[Start Exercise input]

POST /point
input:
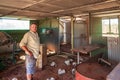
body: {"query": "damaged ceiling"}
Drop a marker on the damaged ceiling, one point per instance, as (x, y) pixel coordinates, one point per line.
(36, 9)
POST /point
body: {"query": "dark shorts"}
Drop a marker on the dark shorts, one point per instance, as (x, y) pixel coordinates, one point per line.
(30, 64)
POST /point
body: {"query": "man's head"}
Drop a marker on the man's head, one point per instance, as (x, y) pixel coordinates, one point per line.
(33, 27)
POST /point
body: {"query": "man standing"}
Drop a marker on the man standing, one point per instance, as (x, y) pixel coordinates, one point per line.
(30, 44)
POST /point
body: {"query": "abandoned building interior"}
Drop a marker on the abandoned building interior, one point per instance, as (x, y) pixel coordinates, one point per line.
(79, 39)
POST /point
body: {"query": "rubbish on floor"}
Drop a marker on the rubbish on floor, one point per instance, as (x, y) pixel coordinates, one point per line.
(73, 71)
(67, 62)
(14, 78)
(61, 71)
(52, 78)
(53, 64)
(74, 64)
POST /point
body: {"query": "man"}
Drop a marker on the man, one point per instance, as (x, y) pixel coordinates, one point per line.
(30, 44)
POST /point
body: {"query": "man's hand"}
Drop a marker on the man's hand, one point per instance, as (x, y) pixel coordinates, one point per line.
(29, 53)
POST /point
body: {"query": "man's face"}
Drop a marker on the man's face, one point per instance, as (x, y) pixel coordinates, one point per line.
(33, 28)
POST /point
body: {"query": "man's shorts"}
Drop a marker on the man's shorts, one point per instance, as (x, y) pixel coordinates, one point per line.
(30, 64)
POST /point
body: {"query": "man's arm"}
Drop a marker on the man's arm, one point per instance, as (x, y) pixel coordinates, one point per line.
(26, 50)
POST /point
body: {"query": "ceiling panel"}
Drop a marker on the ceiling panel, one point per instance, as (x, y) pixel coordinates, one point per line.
(48, 8)
(17, 3)
(43, 8)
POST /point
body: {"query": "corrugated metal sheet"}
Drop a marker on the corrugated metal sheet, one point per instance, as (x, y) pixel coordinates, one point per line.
(114, 48)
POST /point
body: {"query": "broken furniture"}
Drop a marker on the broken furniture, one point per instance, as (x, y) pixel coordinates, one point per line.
(92, 70)
(115, 73)
(84, 50)
(42, 58)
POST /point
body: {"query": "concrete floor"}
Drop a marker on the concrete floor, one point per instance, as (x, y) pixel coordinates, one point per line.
(92, 70)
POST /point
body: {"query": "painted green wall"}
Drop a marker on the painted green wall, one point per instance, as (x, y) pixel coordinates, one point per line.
(15, 34)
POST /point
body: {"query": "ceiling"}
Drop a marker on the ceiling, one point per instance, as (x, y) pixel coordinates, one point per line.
(36, 9)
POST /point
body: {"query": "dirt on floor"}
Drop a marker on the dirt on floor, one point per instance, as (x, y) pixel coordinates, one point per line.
(18, 71)
(93, 70)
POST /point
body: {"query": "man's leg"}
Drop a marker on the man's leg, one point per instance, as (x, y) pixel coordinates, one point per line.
(30, 67)
(29, 76)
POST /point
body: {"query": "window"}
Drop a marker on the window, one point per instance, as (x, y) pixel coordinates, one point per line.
(9, 24)
(110, 27)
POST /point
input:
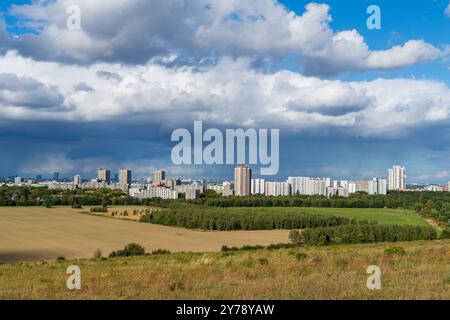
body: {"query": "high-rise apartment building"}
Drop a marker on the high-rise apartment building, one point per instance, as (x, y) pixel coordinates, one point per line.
(242, 180)
(397, 178)
(258, 186)
(124, 177)
(228, 189)
(103, 175)
(276, 189)
(309, 186)
(159, 177)
(77, 180)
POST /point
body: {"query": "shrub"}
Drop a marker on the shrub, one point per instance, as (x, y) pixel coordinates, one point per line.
(301, 256)
(132, 249)
(395, 251)
(161, 251)
(97, 254)
(445, 233)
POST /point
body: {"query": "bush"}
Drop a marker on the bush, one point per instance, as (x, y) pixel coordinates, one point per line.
(445, 233)
(395, 251)
(301, 256)
(363, 234)
(161, 251)
(132, 249)
(97, 254)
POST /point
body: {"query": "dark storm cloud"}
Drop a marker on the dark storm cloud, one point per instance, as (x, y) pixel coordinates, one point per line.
(28, 93)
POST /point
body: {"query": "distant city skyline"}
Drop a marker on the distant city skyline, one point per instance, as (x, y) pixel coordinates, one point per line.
(349, 101)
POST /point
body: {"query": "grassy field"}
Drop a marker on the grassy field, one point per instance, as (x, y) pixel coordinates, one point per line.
(383, 216)
(335, 272)
(38, 233)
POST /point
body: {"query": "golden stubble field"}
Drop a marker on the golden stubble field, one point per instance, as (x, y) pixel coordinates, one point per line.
(37, 233)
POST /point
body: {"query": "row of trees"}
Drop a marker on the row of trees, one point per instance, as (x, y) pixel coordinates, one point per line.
(225, 220)
(394, 199)
(365, 233)
(33, 196)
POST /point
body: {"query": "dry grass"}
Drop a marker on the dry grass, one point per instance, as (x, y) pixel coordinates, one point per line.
(37, 233)
(303, 273)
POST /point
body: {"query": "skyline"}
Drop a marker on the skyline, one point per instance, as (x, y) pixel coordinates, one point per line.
(104, 174)
(110, 95)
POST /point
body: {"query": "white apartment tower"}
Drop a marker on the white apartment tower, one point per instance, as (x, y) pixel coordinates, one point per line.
(258, 186)
(124, 177)
(242, 180)
(77, 180)
(397, 178)
(103, 175)
(159, 176)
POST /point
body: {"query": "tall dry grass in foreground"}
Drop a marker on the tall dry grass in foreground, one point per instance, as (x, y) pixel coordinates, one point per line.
(335, 272)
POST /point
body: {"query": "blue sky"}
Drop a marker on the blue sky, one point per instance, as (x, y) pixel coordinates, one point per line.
(111, 93)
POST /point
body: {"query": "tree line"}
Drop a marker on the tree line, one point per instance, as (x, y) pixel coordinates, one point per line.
(361, 233)
(225, 220)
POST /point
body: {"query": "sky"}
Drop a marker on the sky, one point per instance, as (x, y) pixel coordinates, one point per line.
(349, 102)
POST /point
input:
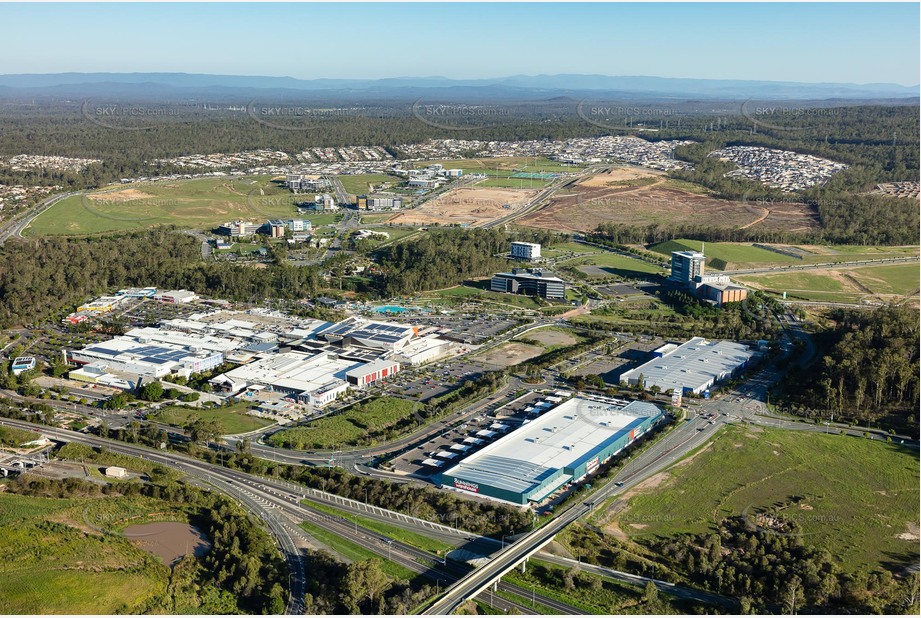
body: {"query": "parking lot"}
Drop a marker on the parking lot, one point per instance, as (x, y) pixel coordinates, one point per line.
(470, 328)
(426, 383)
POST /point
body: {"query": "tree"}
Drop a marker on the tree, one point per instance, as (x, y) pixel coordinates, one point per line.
(152, 391)
(365, 580)
(792, 595)
(650, 593)
(201, 430)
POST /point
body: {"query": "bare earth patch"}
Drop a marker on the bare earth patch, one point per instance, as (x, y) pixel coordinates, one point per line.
(124, 195)
(510, 354)
(467, 206)
(593, 202)
(620, 174)
(551, 337)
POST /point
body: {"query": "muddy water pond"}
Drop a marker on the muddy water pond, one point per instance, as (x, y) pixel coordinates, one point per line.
(170, 540)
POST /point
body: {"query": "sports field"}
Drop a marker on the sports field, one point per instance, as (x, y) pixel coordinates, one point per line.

[End Exercise input]

> **What is expected**
Make an exact copy of the records shown above, without the pictures.

> **Written answer**
POST /point
input:
body: {"query": "damaged ceiling"}
Drop a marker on the damaged ceiling, one point per instance, as (x, y) pixel coordinates, one point per line.
(36, 9)
POST /point
body: {"query": "dark shorts"}
Drop a marker on the dark shorts, one point per instance, as (x, y) pixel coordinates, one point per line.
(30, 64)
POST /point
body: {"query": "man's head"}
Drop a marker on the man's head, one point per instance, as (x, y) pixel coordinates, one point per line.
(33, 27)
POST /point
body: {"query": "man standing"}
Drop a marker on the man standing, one point per instance, as (x, y) pixel coordinates, one point per line.
(30, 44)
POST /point
body: {"query": "abandoned building interior"}
Drop a marker on the abandoned building interior, one point per instance, as (x, y) pixel coordinates, one point per line.
(79, 39)
POST /point
body: {"query": "rubbish on floor"}
Drop a marker on the rubbish on floor, one point per instance, as (x, y) pixel coordinates, one point per line.
(73, 71)
(67, 62)
(14, 78)
(61, 71)
(52, 78)
(53, 64)
(74, 64)
POST /point
body: {"query": "man"}
Drop a marker on the man, one point per instance, as (x, y) pixel coordinates, one point per line.
(30, 44)
POST /point
body: {"query": "man's hand"}
Drop a marker on the man's hand, one point per instance, as (x, y) pixel coordinates, one point per line.
(29, 53)
POST /point
body: {"query": "man's face"}
Drop a marker on the man's face, one point per instance, as (x, y) pixel coordinates, one point per line.
(33, 28)
POST /point
body: {"query": "man's shorts"}
Drop a marker on the man's shorts, one point per instance, as (x, y) pixel coordinates, one point per line.
(30, 64)
POST /point
body: {"query": "man's arm"}
Drop a marker on the man's arm, one point per instance, as (x, y) pixel coordinates, one point per line.
(26, 50)
POST /point
body: {"query": "ceiling panel"}
Drop a marker on the ceiling panel, one point per instance, as (x, y) pixel coordinates, one point per line.
(48, 8)
(17, 3)
(43, 8)
POST /point
body: {"query": "corrugated metal sheet"}
Drop a marker on the corrugated metal sheet, one point per instance, as (x, y) pixel coordinates, one point per line.
(114, 48)
POST /point
body: {"query": "broken furniture"}
Drop a marker on the broken furniture, one point per instance, as (x, y) pixel coordinates, one point per line.
(92, 70)
(115, 73)
(84, 50)
(42, 58)
POST /point
body: {"query": "concrete floor"}
Drop a marker on the concrete floor, one point per instance, as (x, y) pixel coordinates, one point per line.
(92, 70)
POST /point
body: {"query": "painted green wall"}
Drop a marker on the painted green wall, one point per instance, as (x, y) pixel coordinates, one point per line.
(15, 34)
POST /point
body: {"query": "ceiling"}
Drop a marker on the ceiling, one point per instance, as (x, y) pixel coordinates, one point per line.
(36, 9)
POST /point
body: {"query": "dirt on floor"}
Drop a marker on the dirt on floor, one point per instance, as (x, y) pixel coordinates, one point per line.
(18, 71)
(93, 70)
POST /point
body: {"query": "man's leg"}
Drop a marker on the man's leg, one point per instance, as (x, y) pixel coordinates, one point per line.
(30, 67)
(29, 76)
POST /point
body: {"query": "window"}
Drop a marker on the window, one point per instance, as (x, y) pixel coordinates, one point per line.
(9, 24)
(110, 27)
POST /point
input:
body: {"query": "high-rise apartment building"}
Drop a marker on the high-rise apartment building, one point per instance, as (x, y) pixel coordinates, one point per line.
(242, 180)
(397, 178)
(258, 186)
(124, 177)
(228, 189)
(103, 175)
(276, 189)
(309, 186)
(159, 177)
(77, 180)
POST /point
body: {"query": "shrub"}
Drop a marker on the shrub, one point per instance, as (x, y) pixel coordinates, one point per line.
(301, 256)
(132, 249)
(395, 251)
(161, 251)
(97, 254)
(445, 233)
POST /point
body: {"query": "bush"}
Drop a marker on the bush, one point per instance, as (x, y) pixel coordinates, one point per line.
(445, 233)
(395, 251)
(301, 256)
(363, 234)
(161, 251)
(132, 249)
(97, 254)
POST /point
body: {"query": "dark storm cloud"}
Drop a marker on the dark storm cloud, one point per instance, as (x, y) pixel coordinates, one point per line.
(28, 93)
POST /point
body: {"query": "distant city skyline"}
Drop a marker on the distant city skyline, one point per instance, as (x, y) pixel coordinates, one point per line.
(349, 101)
POST /point
body: {"query": "grassy field"}
Drop a marker on the grassy field, one point per instance, as (x, y) pixel coordinates, one point per line.
(383, 216)
(335, 272)
(38, 233)
POST /point
body: {"query": "golden stubble field"}
Drop a marker on the golden stubble field, one point per instance, as (x, y) pixel coordinates, one point per line.
(37, 233)
POST /point
body: {"query": "row of trees"}
Drop a marker on the row of trees, one point per instance, as (x, y) pixel coordinates, one point per line.
(225, 220)
(394, 199)
(365, 233)
(33, 196)
POST /point
body: {"query": "dry grass"}
Drop a marker on the dry grass, one point per instance, as (x, y) pixel coordinates, one point per line.
(37, 233)
(303, 273)
POST /point
body: {"query": "skyline"}
Drop a marker on the skyline, one point per instance, as (x, y) pixel coordinates, one point per line.
(104, 174)
(110, 95)
POST /point
body: {"query": "white apartment tower"}
Drop a marker on the white apartment tower, one point per instance, as (x, y) pixel coordinates, one point per line.
(258, 186)
(124, 177)
(242, 180)
(77, 180)
(397, 178)
(103, 175)
(159, 176)
POST /point
body: {"query": "tall dry grass in foreground"}
Drop a marker on the tall dry grass in foreground, one point per instance, as (x, y) pixel coordinates, one point per line.
(335, 272)
POST /point
body: {"query": "blue sky"}
Drop a marker on the blue sky, one point per instance, as (x, y) pixel coordinates, one point per line.
(111, 93)
POST /point
body: {"query": "tree line"}
Drop a marker on the tree line, one point per instance, as (x, y) pixel coordinates, one point per line.
(361, 233)
(225, 220)
POST /point
body: {"query": "sky"}
Drop a marker on the sky, one point per instance, as (x, y) pixel coordinates, one point per line.
(349, 102)
POST /point
input:
body: {"query": "parking lot"}
Drop a marker on the parking lot, one point per instance, as (x, y) pixel coordinates, one point per line.
(470, 328)
(426, 383)
POST /point
body: {"query": "tree"}
Drop a marker on the tree, one point per instance, as (x, y) pixel coordinates, one point per line.
(152, 391)
(365, 580)
(792, 595)
(650, 593)
(201, 430)
POST /point
body: {"query": "bare earth patch"}
Drop a marker on the bare earth patch, one point per instance, as (x, y) pixel coordinates, one point per line.
(124, 195)
(510, 354)
(467, 206)
(593, 202)
(620, 174)
(551, 337)
POST /point
body: {"query": "muddy water pond"}
Drop a marker on the muddy water pond, one point per instance, as (x, y) pixel coordinates, one point per line.
(170, 540)
POST /point
body: {"query": "sports field"}
Drop a marker on the sports field, one point per instance, as (x, y) pixel coordinates, one point per line.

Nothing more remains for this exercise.